Quote exactly, and only, the lines of the material below from the line with "Note to the class: find the pale" through the line with "Note to the class: find the lilac".

----- PROVIDED RECORDS -----

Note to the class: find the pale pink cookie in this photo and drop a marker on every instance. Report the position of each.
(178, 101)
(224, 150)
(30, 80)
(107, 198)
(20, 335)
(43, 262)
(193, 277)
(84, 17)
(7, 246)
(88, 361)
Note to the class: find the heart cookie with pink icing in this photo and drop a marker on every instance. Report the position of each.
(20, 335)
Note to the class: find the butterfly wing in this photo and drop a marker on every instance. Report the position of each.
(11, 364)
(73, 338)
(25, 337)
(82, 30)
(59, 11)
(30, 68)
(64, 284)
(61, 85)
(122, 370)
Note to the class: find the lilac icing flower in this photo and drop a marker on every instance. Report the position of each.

-----
----- PROVIDED RECORDS -----

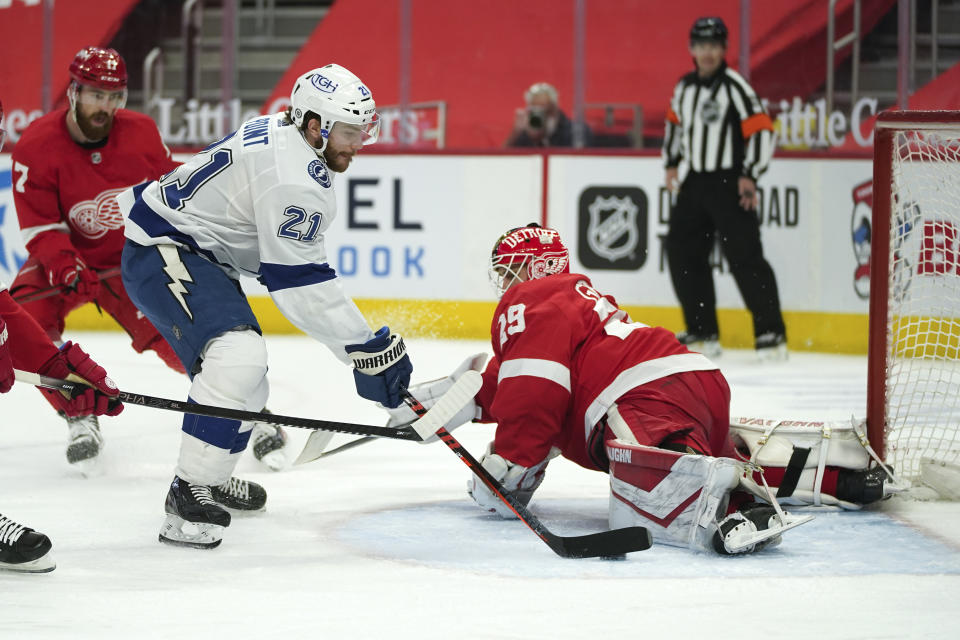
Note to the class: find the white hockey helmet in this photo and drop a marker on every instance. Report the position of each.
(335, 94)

-----

**YOUR RESPONSE**.
Note to the class: find the pale pink cookie in this photo and drop a marker on every instance. Report the position of each.
(178, 101)
(224, 150)
(30, 80)
(107, 198)
(20, 335)
(43, 262)
(193, 277)
(84, 17)
(7, 246)
(88, 361)
Note to the class: find the heart cookie with pink icing in this photo and drop a marker on every instance. Report the position of each.
(20, 335)
Note to the class: find the butterfly wing in this photo and drop a marker on every instance. Report the position of each.
(11, 364)
(73, 338)
(25, 337)
(82, 30)
(59, 11)
(30, 68)
(64, 284)
(61, 85)
(122, 370)
Note to the class: find the lilac icing flower in this photo and drop a marker on every instance. Report the position of each.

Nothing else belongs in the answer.